▸ What you are asked to do: Put every line of the entries below into a numbered list, skipping blank lines and leaving the pictures out.
# start of Data for this exercise
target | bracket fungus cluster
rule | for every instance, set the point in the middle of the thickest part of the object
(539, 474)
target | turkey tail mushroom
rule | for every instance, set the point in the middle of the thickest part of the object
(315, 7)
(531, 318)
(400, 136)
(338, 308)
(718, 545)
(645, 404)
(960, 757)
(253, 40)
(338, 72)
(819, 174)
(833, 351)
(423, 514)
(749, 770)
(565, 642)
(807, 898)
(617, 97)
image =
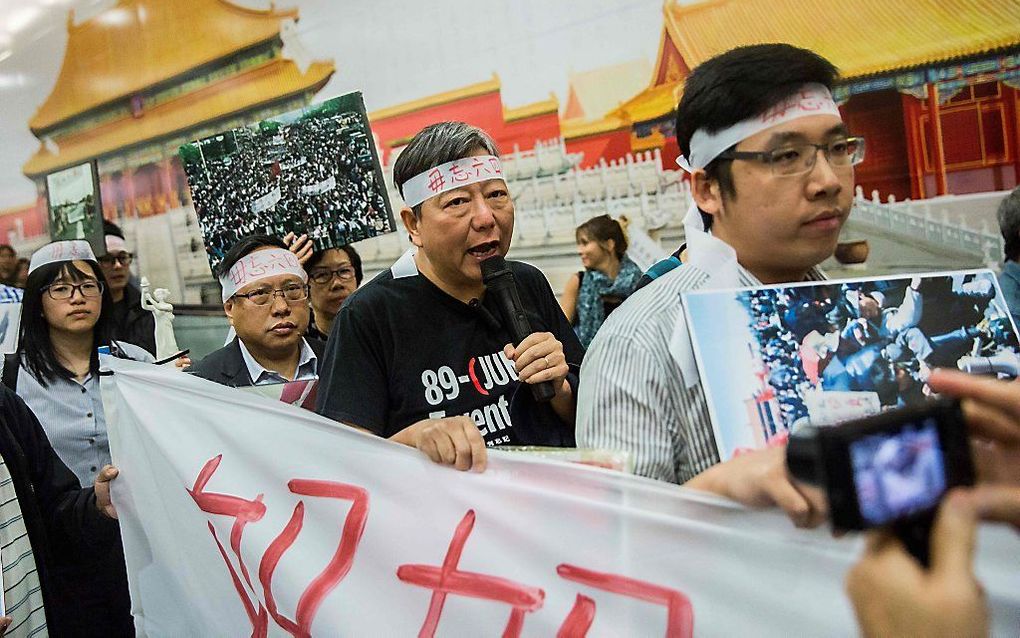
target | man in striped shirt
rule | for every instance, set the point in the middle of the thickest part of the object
(771, 174)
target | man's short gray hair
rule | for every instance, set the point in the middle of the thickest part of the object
(1009, 224)
(436, 145)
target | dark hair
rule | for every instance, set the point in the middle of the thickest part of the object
(436, 145)
(244, 246)
(352, 254)
(112, 229)
(740, 84)
(35, 342)
(602, 229)
(1009, 224)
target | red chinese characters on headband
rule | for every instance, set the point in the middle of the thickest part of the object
(441, 580)
(465, 170)
(262, 263)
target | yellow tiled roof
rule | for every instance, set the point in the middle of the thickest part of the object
(481, 88)
(276, 80)
(141, 43)
(574, 129)
(542, 107)
(860, 37)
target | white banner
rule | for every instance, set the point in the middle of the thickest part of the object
(266, 201)
(244, 516)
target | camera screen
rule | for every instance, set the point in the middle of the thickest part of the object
(898, 474)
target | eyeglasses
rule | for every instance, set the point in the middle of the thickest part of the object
(58, 292)
(109, 259)
(797, 159)
(344, 274)
(261, 296)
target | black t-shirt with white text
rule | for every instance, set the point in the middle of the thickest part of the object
(402, 350)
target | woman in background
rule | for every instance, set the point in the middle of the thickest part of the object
(334, 275)
(609, 276)
(65, 317)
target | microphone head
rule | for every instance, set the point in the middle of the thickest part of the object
(493, 267)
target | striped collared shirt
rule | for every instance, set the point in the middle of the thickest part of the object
(307, 366)
(632, 396)
(71, 413)
(21, 590)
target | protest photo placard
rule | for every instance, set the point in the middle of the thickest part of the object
(74, 206)
(311, 172)
(774, 357)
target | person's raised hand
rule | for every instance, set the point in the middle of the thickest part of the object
(894, 596)
(302, 247)
(102, 485)
(760, 479)
(451, 441)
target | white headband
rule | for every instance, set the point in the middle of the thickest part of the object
(61, 251)
(115, 244)
(812, 99)
(450, 176)
(260, 264)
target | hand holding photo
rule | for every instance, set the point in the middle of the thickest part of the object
(773, 358)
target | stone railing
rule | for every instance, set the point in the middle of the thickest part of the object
(922, 221)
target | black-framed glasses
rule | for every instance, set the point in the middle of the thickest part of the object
(123, 257)
(795, 159)
(59, 292)
(344, 274)
(261, 296)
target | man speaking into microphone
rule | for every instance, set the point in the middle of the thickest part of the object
(432, 354)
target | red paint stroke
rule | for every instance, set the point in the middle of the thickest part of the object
(576, 624)
(449, 580)
(244, 511)
(339, 566)
(474, 378)
(680, 616)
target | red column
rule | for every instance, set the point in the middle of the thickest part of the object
(128, 192)
(937, 151)
(915, 149)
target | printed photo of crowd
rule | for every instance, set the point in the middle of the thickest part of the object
(825, 352)
(314, 172)
(71, 196)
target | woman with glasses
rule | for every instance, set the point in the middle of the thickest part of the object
(265, 297)
(334, 275)
(65, 317)
(609, 276)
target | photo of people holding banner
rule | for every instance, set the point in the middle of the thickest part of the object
(821, 353)
(312, 172)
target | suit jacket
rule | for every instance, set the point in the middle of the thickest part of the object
(226, 365)
(138, 326)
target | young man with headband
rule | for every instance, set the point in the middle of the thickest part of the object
(265, 296)
(772, 180)
(420, 353)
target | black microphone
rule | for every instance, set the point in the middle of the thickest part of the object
(500, 283)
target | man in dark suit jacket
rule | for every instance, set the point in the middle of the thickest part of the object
(265, 296)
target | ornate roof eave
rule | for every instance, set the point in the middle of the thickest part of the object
(75, 92)
(276, 81)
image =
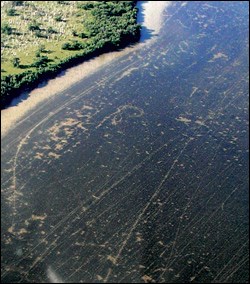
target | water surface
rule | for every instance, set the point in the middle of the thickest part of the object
(138, 172)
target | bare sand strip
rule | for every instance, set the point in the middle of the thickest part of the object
(151, 17)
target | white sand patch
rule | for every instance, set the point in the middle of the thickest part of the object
(152, 15)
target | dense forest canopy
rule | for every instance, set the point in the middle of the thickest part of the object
(40, 38)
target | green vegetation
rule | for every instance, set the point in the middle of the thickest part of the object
(69, 32)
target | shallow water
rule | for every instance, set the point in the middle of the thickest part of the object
(138, 172)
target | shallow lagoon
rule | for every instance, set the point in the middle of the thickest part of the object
(138, 172)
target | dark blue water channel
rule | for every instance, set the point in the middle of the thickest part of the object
(139, 172)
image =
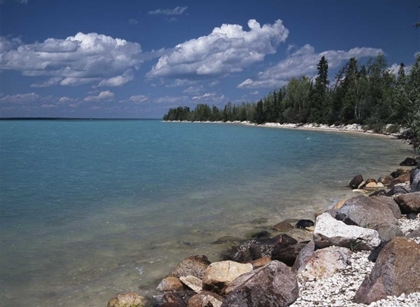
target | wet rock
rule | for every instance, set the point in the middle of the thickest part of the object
(304, 256)
(283, 226)
(304, 224)
(228, 239)
(329, 231)
(398, 189)
(170, 284)
(409, 202)
(325, 262)
(205, 299)
(356, 181)
(194, 265)
(409, 162)
(273, 285)
(287, 254)
(396, 271)
(390, 202)
(177, 298)
(220, 274)
(128, 299)
(192, 282)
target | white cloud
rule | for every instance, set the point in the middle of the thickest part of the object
(105, 95)
(179, 10)
(227, 49)
(20, 98)
(118, 80)
(303, 62)
(89, 56)
(138, 98)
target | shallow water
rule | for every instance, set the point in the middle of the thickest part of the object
(92, 208)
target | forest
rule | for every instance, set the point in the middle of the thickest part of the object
(370, 95)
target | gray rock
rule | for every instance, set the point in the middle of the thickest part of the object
(329, 231)
(396, 271)
(273, 285)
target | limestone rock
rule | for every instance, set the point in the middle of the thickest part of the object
(220, 274)
(273, 285)
(192, 282)
(304, 256)
(396, 271)
(390, 202)
(177, 298)
(205, 299)
(128, 299)
(324, 262)
(329, 231)
(170, 284)
(409, 202)
(356, 181)
(194, 265)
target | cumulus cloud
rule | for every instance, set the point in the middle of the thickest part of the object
(304, 62)
(179, 10)
(138, 98)
(20, 98)
(88, 57)
(227, 49)
(102, 96)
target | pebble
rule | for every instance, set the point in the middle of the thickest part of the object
(340, 289)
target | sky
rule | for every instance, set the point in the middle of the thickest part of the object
(137, 58)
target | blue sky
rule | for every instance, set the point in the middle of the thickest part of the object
(136, 59)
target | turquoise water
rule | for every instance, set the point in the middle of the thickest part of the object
(91, 208)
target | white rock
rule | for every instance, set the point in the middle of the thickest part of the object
(329, 231)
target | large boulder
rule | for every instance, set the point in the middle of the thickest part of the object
(415, 180)
(220, 274)
(409, 202)
(329, 231)
(205, 299)
(356, 181)
(273, 285)
(127, 299)
(194, 265)
(325, 262)
(396, 271)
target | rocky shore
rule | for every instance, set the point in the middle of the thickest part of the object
(363, 251)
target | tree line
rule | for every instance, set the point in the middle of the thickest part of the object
(370, 95)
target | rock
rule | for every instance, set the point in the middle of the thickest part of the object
(205, 299)
(220, 274)
(128, 299)
(228, 239)
(390, 202)
(194, 265)
(304, 256)
(257, 263)
(415, 180)
(398, 189)
(396, 271)
(273, 285)
(329, 231)
(325, 262)
(177, 298)
(385, 180)
(409, 202)
(192, 282)
(287, 254)
(356, 181)
(170, 284)
(283, 226)
(304, 224)
(409, 162)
# end of Data for this exercise
▸ Output for this exercise:
1. target | bracket fungus cluster
2. rule | for every instance, set the point in the middle of the thickest part of the object
3. (539, 474)
4. target | turkey tail mushroom
5. rule | for every instance, set the point in the middle of the thickest part of the object
6. (315, 7)
7. (531, 318)
8. (400, 136)
9. (338, 308)
10. (718, 545)
11. (645, 404)
12. (960, 757)
13. (253, 40)
14. (338, 72)
15. (819, 174)
16. (833, 351)
17. (423, 514)
18. (749, 770)
19. (565, 642)
20. (807, 898)
21. (617, 97)
22. image =
23. target | man in striped shirt
24. rule | for every instance, set the point in the middle of the thickest part of the object
25. (771, 174)
26. target | man's short gray hair
27. rule | for every instance, set the point in the middle of the thickest part of the object
28. (1009, 224)
29. (436, 145)
30. target | dark hair
31. rule | for every instance, set the point in the middle of the thickest part of the object
32. (436, 145)
33. (244, 246)
34. (352, 254)
35. (112, 229)
36. (740, 84)
37. (35, 342)
38. (602, 229)
39. (1009, 224)
40. target | red chinese characters on headband
41. rule | for every instance, set the point in the middle of the thickest part of the object
42. (441, 580)
43. (465, 170)
44. (262, 263)
45. target | yellow tiled roof
46. rule | for every instance, set the point in the middle of the thickest part of the object
47. (481, 88)
48. (276, 80)
49. (141, 43)
50. (574, 129)
51. (542, 107)
52. (860, 37)
53. target | white banner
54. rule | for every instance, set the point in the middle of the thickest part of the object
55. (266, 201)
56. (244, 516)
57. target | camera screen
58. rule | for every instance, set the point in the middle of the thickest part of the object
59. (898, 474)
60. target | eyeglasses
61. rule | for every instance, set the point in the middle of the thickest part of the object
62. (58, 292)
63. (109, 259)
64. (797, 159)
65. (344, 274)
66. (261, 296)
67. target | black t-shirt with white text
68. rule | for every instance, set the point in the middle of the thickest part of the object
69. (402, 350)
70. target | woman in background
71. rule | for every instance, set the point in the middle of the thickest part of the object
72. (334, 275)
73. (609, 276)
74. (65, 317)
75. target | microphone head
76. rule | for every instance, set the point in the middle of the thickest part of the object
77. (493, 267)
78. target | striped collared shirt
79. rule | for every instance, set the point in the middle of the thickest part of the object
80. (307, 366)
81. (632, 396)
82. (71, 413)
83. (21, 590)
84. target | protest photo placard
85. rule | for every instance, set the point in the middle of the thickest part of the object
86. (74, 206)
87. (311, 172)
88. (774, 357)
89. target | person's raised hand
90. rule | for every instance, set the point in the middle of the thickest part of the object
91. (894, 596)
92. (302, 247)
93. (102, 485)
94. (760, 479)
95. (451, 441)
96. target | white headband
97. rule | for every instance, set the point in the middle of the thickest part of the object
98. (61, 251)
99. (115, 244)
100. (812, 99)
101. (450, 176)
102. (260, 264)
103. target | hand holding photo
104. rule | for every instance, set the point in the middle of the thickest part of the object
105. (773, 358)
106. target | stone railing
107. rule | for every instance, set the point in the middle of the thickest part of the object
108. (922, 221)
109. target | black-framed glasses
110. rule | for every instance, set the point in the middle of the thickest part of the object
111. (123, 257)
112. (795, 159)
113. (59, 292)
114. (344, 274)
115. (261, 296)
116. target | man speaking into microphone
117. rule | for every instance, set the point in the middle of the thickest part of the object
118. (432, 354)
119. target | red paint stroke
120. rule | for every instance, set the point in the middle of the thickest part of the object
121. (576, 624)
122. (449, 580)
123. (244, 511)
124. (339, 566)
125. (474, 378)
126. (680, 616)
127. target | red column
128. rule | for every instance, set the point in the middle of the thickest part of the object
129. (128, 192)
130. (937, 151)
131. (915, 149)
132. target | printed photo of crowd
133. rule | for every instance, set the point in the middle of the thickest part of the object
134. (825, 352)
135. (314, 172)
136. (71, 196)
137. target | woman with glasses
138. rule | for every instance, set the point in the middle of the thickest part of the object
139. (265, 297)
140. (334, 275)
141. (65, 317)
142. (609, 276)
143. target | photo of people holding banner
144. rule | for every instance, set the point in the middle of the thickest part of the object
145. (821, 353)
146. (312, 172)
147. target | suit jacket
148. rule | for every instance, set the point in the middle of the thickest part of the object
149. (226, 365)
150. (138, 326)
151. target | young man with headband
152. rule | for every instance, set the point in the middle of the thickest part of the object
153. (265, 296)
154. (772, 180)
155. (420, 353)
156. target | black microphone
157. rule | for every instance, set the point in the middle of the thickest part of the object
158. (500, 283)
159. target | man in dark suit jacket
160. rule | for every instance, set the point in the middle of the thickest part of the object
161. (265, 296)
162. target | ornate roof eave
163. rule | for every instance, set the point in the middle of the thickest part of the object
164. (75, 92)
165. (276, 81)
166. image =
167. target | water surface
168. rule | for every instance, set the point in the middle of the thickest part of the object
169. (138, 172)
170. target | bare sand strip
171. rule | for every instance, set the point in the middle of the thickest part of the object
172. (151, 17)
173. target | white sand patch
174. rule | for every instance, set the point in the middle of the thickest part of the object
175. (152, 15)
176. target | dense forest canopy
177. rule | for every instance, set the point in the middle of the thickest part of the object
178. (40, 38)
179. target | green vegetation
180. rule | for every instance, set the point in the middle of the thickest part of the object
181. (69, 32)
182. target | shallow water
183. rule | for every instance, set the point in the middle of the thickest part of the object
184. (138, 172)
185. target | shallow lagoon
186. rule | for every instance, set the point in the middle of the thickest part of the object
187. (138, 172)
188. target | dark blue water channel
189. rule | for every instance, set the point in the middle of the thickest part of the object
190. (139, 172)
191. image =
192. target | wet rock
193. rule | for every instance, set the point in the middle of the thickest part of the object
194. (304, 256)
195. (283, 226)
196. (304, 224)
197. (228, 239)
198. (329, 231)
199. (398, 189)
200. (170, 284)
201. (409, 202)
202. (325, 262)
203. (205, 299)
204. (356, 181)
205. (194, 265)
206. (409, 162)
207. (273, 285)
208. (287, 254)
209. (396, 271)
210. (390, 202)
211. (177, 298)
212. (220, 274)
213. (128, 299)
214. (192, 282)
215. target | white cloud
216. rule | for every instance, set the point in the middle of the thickest part of the object
217. (105, 95)
218. (179, 10)
219. (227, 49)
220. (20, 98)
221. (118, 80)
222. (303, 62)
223. (89, 56)
224. (138, 98)
225. target | shallow water
226. rule | for every instance, set the point in the middle of the thickest part of the object
227. (92, 208)
228. target | forest
229. rule | for every instance, set the point in the middle of the thickest part of the object
230. (370, 95)
231. target | gray rock
232. rule | for every instance, set the point in the middle of the thickest part of the object
233. (329, 231)
234. (396, 271)
235. (273, 285)
236. target | limestone rock
237. rule | for every instance, set the point in the middle of the thickest part of the object
238. (220, 274)
239. (273, 285)
240. (192, 282)
241. (304, 256)
242. (396, 271)
243. (390, 202)
244. (177, 298)
245. (205, 299)
246. (128, 299)
247. (324, 262)
248. (329, 231)
249. (170, 284)
250. (409, 202)
251. (356, 181)
252. (194, 265)
253. target | cumulus cloud
254. rule | for every instance, set the point in the middle of the thickest part of the object
255. (304, 62)
256. (179, 10)
257. (138, 98)
258. (20, 98)
259. (88, 57)
260. (227, 49)
261. (102, 96)
262. target | pebble
263. rule | for every instance, set the point in the middle of the thickest part of the object
264. (340, 289)
265. target | sky
266. rule | for every instance, set the point in the middle of the thickest part of the object
267. (137, 58)
268. target | blue sky
269. rule | for every instance, set the point in the middle of the thickest part of the object
270. (136, 59)
271. target | turquoise water
272. rule | for every instance, set the point in the middle of the thickest part of the object
273. (91, 208)
274. target | white rock
275. rule | for every instance, set the point in the middle of the thickest part of the object
276. (329, 231)
277. target | large boulder
278. rule | for every instance, set the point in the middle of the thickest part of the object
279. (415, 180)
280. (220, 274)
281. (409, 202)
282. (329, 231)
283. (205, 299)
284. (356, 181)
285. (273, 285)
286. (127, 299)
287. (194, 265)
288. (325, 262)
289. (396, 271)
290. target | rocky shore
291. rule | for every instance, set the point in the middle of the thickest part of the object
292. (363, 251)
293. target | tree line
294. rule | for every instance, set the point in the middle of the thickest part of the object
295. (370, 95)
296. target | rock
297. rule | for every instance, set the point in the middle of the thickest part of the object
298. (205, 299)
299. (220, 274)
300. (128, 299)
301. (228, 239)
302. (390, 202)
303. (194, 265)
304. (304, 256)
305. (257, 263)
306. (415, 180)
307. (398, 189)
308. (396, 271)
309. (273, 285)
310. (329, 231)
311. (325, 262)
312. (177, 298)
313. (385, 180)
314. (409, 202)
315. (192, 282)
316. (287, 254)
317. (356, 181)
318. (170, 284)
319. (283, 226)
320. (304, 224)
321. (409, 162)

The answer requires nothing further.